**Task description**
Nothing but the records beneath, reproduced exactly, should appear in the answer.

**Information supplied**
┏━━

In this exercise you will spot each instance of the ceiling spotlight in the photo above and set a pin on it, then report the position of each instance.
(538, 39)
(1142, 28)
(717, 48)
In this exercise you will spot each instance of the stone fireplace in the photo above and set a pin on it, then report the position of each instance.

┗━━

**Solution below**
In this exercise you will spot each instance of the ceiling spotlight in the photo above and set a pin on it, then report the position of each instance.
(538, 39)
(1142, 28)
(717, 48)
In this exercise you will spot each instance of the stone fireplace in the photo above and set a pin on it, then report the position of each instance.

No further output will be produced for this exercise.